* Source data
_ _ _ _ _ _ _

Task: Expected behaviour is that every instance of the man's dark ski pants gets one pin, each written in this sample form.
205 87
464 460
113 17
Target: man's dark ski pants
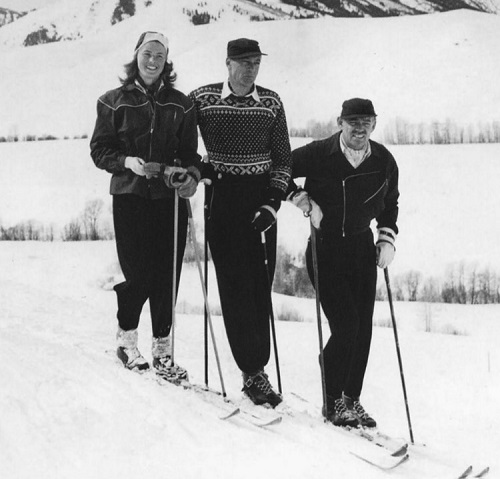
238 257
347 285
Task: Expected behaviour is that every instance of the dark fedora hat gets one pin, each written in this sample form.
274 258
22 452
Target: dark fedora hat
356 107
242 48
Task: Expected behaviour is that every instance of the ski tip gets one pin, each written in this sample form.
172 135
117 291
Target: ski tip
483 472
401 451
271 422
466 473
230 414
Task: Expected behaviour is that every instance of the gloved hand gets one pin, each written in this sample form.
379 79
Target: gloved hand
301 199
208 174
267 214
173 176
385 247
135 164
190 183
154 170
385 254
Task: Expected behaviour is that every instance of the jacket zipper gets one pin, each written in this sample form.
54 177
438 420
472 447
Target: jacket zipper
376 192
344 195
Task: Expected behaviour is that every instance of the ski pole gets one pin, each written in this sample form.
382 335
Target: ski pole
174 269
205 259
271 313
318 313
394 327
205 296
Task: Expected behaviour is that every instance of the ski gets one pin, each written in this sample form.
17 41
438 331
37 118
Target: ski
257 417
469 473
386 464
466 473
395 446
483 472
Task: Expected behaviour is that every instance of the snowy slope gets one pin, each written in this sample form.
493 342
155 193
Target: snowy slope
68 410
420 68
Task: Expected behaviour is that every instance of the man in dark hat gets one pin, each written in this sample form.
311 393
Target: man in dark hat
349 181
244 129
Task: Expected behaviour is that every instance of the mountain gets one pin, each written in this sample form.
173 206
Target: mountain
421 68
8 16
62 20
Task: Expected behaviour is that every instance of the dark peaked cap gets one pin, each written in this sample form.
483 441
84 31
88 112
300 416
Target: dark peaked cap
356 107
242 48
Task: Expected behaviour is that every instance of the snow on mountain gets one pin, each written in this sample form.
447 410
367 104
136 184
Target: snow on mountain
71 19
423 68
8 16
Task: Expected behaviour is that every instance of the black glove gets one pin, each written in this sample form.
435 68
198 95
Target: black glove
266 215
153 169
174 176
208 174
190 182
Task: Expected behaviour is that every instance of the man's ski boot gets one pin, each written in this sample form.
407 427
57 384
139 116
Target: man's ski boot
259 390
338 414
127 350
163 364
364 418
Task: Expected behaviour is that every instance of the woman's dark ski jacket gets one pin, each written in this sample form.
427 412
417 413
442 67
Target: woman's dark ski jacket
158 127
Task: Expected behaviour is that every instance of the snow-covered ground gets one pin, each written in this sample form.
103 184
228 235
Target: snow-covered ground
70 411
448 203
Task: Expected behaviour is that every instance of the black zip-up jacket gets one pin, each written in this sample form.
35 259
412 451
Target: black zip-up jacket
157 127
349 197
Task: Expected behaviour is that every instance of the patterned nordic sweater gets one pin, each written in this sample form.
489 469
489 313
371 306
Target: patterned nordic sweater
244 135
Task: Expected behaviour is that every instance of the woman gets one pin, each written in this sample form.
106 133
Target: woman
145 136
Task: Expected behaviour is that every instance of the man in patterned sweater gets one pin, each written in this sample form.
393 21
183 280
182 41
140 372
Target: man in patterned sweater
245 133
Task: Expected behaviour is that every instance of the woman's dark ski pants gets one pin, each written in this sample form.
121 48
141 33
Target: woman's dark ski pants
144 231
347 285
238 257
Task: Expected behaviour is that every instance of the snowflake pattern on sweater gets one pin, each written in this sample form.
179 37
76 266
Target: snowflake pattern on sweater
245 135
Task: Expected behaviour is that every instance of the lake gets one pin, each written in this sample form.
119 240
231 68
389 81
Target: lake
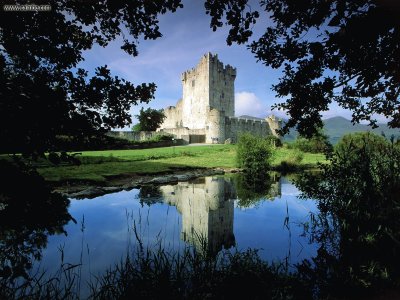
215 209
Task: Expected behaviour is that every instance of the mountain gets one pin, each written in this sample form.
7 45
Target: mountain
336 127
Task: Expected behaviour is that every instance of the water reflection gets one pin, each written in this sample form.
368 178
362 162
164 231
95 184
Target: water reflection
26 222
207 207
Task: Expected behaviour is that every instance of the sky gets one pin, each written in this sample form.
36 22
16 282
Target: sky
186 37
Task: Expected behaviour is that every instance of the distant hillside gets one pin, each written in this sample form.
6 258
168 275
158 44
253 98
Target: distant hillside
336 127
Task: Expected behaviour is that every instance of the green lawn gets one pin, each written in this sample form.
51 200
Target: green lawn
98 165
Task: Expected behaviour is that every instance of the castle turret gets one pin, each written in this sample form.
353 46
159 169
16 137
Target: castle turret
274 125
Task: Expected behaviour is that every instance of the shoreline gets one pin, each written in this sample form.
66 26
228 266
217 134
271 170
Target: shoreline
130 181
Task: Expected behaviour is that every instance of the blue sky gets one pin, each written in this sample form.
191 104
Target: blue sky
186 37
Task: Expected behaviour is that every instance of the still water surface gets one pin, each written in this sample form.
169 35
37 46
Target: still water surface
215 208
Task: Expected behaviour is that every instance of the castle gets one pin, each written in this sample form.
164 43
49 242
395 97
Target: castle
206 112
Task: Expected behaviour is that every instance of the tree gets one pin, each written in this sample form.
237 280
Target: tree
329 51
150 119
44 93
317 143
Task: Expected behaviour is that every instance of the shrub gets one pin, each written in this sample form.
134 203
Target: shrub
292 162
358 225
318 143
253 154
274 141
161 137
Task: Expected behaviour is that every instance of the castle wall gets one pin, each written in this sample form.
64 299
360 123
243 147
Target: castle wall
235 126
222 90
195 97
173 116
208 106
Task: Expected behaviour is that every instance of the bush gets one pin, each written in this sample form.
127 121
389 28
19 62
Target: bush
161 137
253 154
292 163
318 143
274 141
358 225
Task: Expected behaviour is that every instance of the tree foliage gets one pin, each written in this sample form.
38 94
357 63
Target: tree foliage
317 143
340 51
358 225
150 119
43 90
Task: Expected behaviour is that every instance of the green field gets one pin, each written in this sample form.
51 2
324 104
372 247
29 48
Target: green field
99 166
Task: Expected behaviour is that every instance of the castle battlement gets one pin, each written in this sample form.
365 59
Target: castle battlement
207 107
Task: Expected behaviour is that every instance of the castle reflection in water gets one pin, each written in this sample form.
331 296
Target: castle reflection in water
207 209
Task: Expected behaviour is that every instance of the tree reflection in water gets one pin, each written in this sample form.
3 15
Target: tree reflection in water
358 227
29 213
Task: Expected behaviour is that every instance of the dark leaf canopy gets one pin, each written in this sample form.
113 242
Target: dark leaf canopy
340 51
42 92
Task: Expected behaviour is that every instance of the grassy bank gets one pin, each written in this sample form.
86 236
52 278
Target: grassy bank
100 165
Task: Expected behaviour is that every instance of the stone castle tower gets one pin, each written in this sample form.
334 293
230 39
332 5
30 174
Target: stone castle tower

_ _ _ _ _ _ _

* Your objective
Reproduce every line exactly and omit all pictures.

* Exercise result
Task: Expected behaviour is that every instance of the man's dark ski pants gets one pin, each written in this sample form.
205 87
464 460
113 17
Target: man's dark ski pants
238 257
347 285
Task: Expected behaviour is that every instance of the dark fedora hat gets one pin, each written in this sample form.
274 258
22 452
Target: dark fedora hat
356 107
242 48
Task: Expected behaviour is that every instance of the ski tip gets one pin, each written in this sample form.
172 135
117 291
Target: ski tip
483 472
401 451
271 422
466 473
230 414
Task: Expected behaviour is that every instance of the gloved hand gets one pin, each written in this sample form.
379 79
Target: gloved hand
301 199
208 174
267 214
173 176
385 247
135 164
190 183
154 170
385 254
Task: Expected behaviour is that every instance of the jacket zipper gets one pin, each written in this sample form.
54 177
438 420
472 447
Target: jacket zipper
376 192
344 195
Task: Expected behaviour is that every instance of the ski pole gets one pin, each written in this sample form.
382 335
Target: ski pole
174 269
205 259
271 313
318 313
394 327
205 296
Task: Expected behaviour is that every instance of the ski gets one pin, each written in this sample form.
17 41
438 331
37 118
Target: ski
257 417
469 473
386 464
466 473
395 446
483 472
Task: Expected behaviour is that every instance of the snowy slope gets one pin, each written in this sample form.
493 342
155 193
Target: snowy slope
68 410
420 68
Task: Expected behaviour is that every instance of the man in dark hat gets one pin, each written in this sample form.
311 393
Target: man in dark hat
349 181
244 129
Task: Expected behaviour is that every instance of the mountain gets one pin, each written in this sample form.
173 206
Target: mountain
421 68
8 16
62 20
Task: Expected behaviour is that every instance of the dark peaked cap gets one pin, each written in this sample form.
483 441
84 31
88 112
300 416
Target: dark peaked cap
356 107
242 48
Task: Expected behaviour is that every instance of the snow on mountain gets one pin, each written in this sample form.
447 410
367 104
136 184
Target: snow on mountain
71 19
423 68
8 16
Task: Expected behaviour is that every instance of the black glove gets one pin, each written in this sample form.
435 68
198 95
Target: black glove
266 215
153 169
174 176
208 174
190 182
Task: Expected behaviour is that every instance of the man's ski boot gets one pin, each written in this sample form.
407 427
57 384
139 116
Target: man's ski boot
259 390
338 414
127 350
163 364
364 418
Task: Expected behaviour is that every instance of the woman's dark ski jacket gets one pin, each written in this sample form.
427 412
417 413
442 67
Target: woman's dark ski jacket
158 127
Task: Expected behaviour is that every instance of the snow-covered ground gets one pin, each written in this sample form.
103 184
228 235
Target: snow-covered ground
70 411
448 203
Task: Expected behaviour is that every instance of the black zip-up jacket gets one pin, each written in this sample form.
35 259
412 451
Target: black zip-up jacket
157 127
349 197
Task: Expected behaviour is that every instance of the patterned nordic sweater gets one pin, each written in this sample form.
489 469
489 313
371 306
Target: patterned nordic sweater
244 135
Task: Expected behaviour is that every instance of the woman gets one pin, each written in this sample form.
106 133
Target: woman
145 136
Task: Expected behaviour is that every instance of the man in patterned sweater gets one pin, each written in this sample form.
393 21
183 280
182 41
140 372
Target: man in patterned sweater
245 133
Task: Expected behaviour is that every instance of the woman's dark ski pants gets one pin, each written in this sample form.
121 48
141 33
Target: woman's dark ski pants
144 231
347 285
238 257
Task: Expected behaviour is that every instance of the snowflake pattern on sweater gets one pin, each written in this sample form.
179 37
76 266
Target: snowflake pattern on sweater
245 135
Task: Expected behaviour is that every instance of the lake gets one pin, each written in this sample form.
119 240
231 68
389 81
Target: lake
215 209
Task: Expected behaviour is that every instance of the mountain gets one pin, each written in this sample form.
7 45
Target: mountain
336 127
Task: Expected behaviour is that every instance of the water reflection gets one pin, each written in this sample form.
368 178
362 162
164 231
95 184
Target: water reflection
26 222
207 207
Task: Expected behaviour is that every instance of the sky gets one pin, each written in this sample form.
36 22
16 282
Target: sky
186 37
Task: Expected behaviour is that every instance of the distant hillside gets one pin, each written in this sample form.
6 258
168 275
158 44
253 98
Target: distant hillside
336 127
Task: Expected behaviour is that every instance of the green lawn gets one pin, each written in this sample form.
51 200
Target: green lawn
98 165
Task: Expected behaviour is that every instance of the castle turret gets one pin, each written in this sample form.
353 46
159 169
16 137
Target: castle turret
274 125
Task: Expected behaviour is that every instance of the shoreline gets one pin, each written in this sample form.
66 26
228 266
217 134
271 170
Target: shoreline
130 181
Task: Expected behaviour is that every instance of the blue sky gets one pin, each written in this sample form.
191 104
Target: blue sky
186 37
Task: Expected behaviour is that every instance of the still water surface gets one pin, each written in this sample form.
169 35
37 46
Target: still water surface
215 208
Task: Expected behaviour is that every instance of the castle gets one pin, each written in this sample form.
164 43
49 242
395 97
Target: castle
206 112
Task: Expected behaviour is that every instance of the tree gets one pin, each written in this sample form.
237 280
Target: tree
329 51
150 119
44 93
317 143
Task: Expected behaviour is that every instance of the shrub gets one pin, each written in this sample form.
134 203
Target: shrub
292 162
358 225
318 143
253 154
274 141
161 137
Task: Expected behaviour is that every instance of the castle wall gets one pin, each written in this sample form.
64 299
360 123
243 147
Target: castle wall
235 126
222 90
195 97
173 116
208 106
Task: Expected behaviour is that every instance of the bush gets one pin, each written in this sample form.
127 121
389 28
19 62
Target: bush
161 137
253 154
292 163
318 143
274 141
358 225
Task: Expected behaviour is that every instance of the tree foliage gets one pin, each written in this sample form.
38 94
357 63
Target: tree foliage
317 143
340 51
358 225
150 119
43 90
Task: Expected behaviour is that every instance of the green field gets one pin, each written in this sample form.
51 2
324 104
372 247
29 48
Target: green field
99 166
Task: Expected behaviour is that every instance of the castle battlement gets one pin, each written in this sample form.
365 59
Target: castle battlement
207 107
Task: Expected behaviour is that every instance of the castle reflection in water gets one pin, each written in this sample form.
331 296
Target: castle reflection in water
207 209
Task: Expected behaviour is that every instance of the tree reflection in water gets one pin, each written in this sample form.
3 15
Target: tree reflection in water
358 227
29 213
Task: Expected behaviour is that every instance of the dark leaf canopy gets one pin, each written in this sample form.
113 242
Target: dark leaf canopy
340 51
42 92
Task: Expected behaviour is that every instance of the grassy bank gets one pin, each written in this sample form.
86 236
52 278
Target: grassy bank
100 165
Task: Expected behaviour is that every instance of the stone castle tower gets one pin, each written in this sample form.
334 293
230 39
332 5
30 174
Target: stone castle tower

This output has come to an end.